Start of Data for the task
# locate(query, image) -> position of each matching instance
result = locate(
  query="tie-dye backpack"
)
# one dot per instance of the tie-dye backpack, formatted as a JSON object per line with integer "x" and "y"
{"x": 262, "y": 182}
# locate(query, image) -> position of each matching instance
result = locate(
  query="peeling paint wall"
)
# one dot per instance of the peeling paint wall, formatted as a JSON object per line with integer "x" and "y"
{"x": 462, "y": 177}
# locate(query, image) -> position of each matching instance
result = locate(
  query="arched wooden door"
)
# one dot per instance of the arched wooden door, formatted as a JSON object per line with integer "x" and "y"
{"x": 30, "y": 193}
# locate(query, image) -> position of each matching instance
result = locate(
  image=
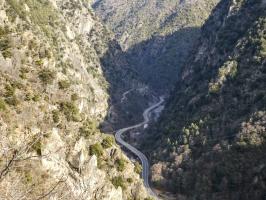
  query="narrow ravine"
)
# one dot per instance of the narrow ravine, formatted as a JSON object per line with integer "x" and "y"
{"x": 141, "y": 156}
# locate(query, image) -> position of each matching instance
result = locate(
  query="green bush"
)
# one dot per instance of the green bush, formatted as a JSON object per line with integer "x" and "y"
End of Data for the task
* [Goal of the exercise]: Please print the data above once more, exactly as it appears, with no pictures.

* [Response to this exercise]:
# locate(query, image) -> position of each matching instance
result = locate(
  query="tie-dye backpack"
)
# one dot per instance of the tie-dye backpack, formatted as a JSON object per line with integer "x" and "y"
{"x": 262, "y": 182}
# locate(query, image) -> position of each matching instance
result = locate(
  query="peeling paint wall"
)
# one dot per instance of the peeling paint wall, formatted as a JSON object per line with integer "x" and "y"
{"x": 462, "y": 177}
# locate(query, image) -> position of each matching instance
result = locate(
  query="arched wooden door"
)
# one dot per instance of the arched wooden door, formatted as a JSON object per line with integer "x" and "y"
{"x": 30, "y": 193}
# locate(query, image) -> position of each matching instance
result = locate(
  image=
  query="narrow ravine"
)
# one dot per instance of the narrow ravine, formatted as a JSON object per line with integer "x" and "y"
{"x": 141, "y": 156}
# locate(query, image) -> position of each matching instance
result = locate(
  query="green bush"
)
# one dot per instance of the green bush, formatted as a JSON object per line with integer "x" and "y"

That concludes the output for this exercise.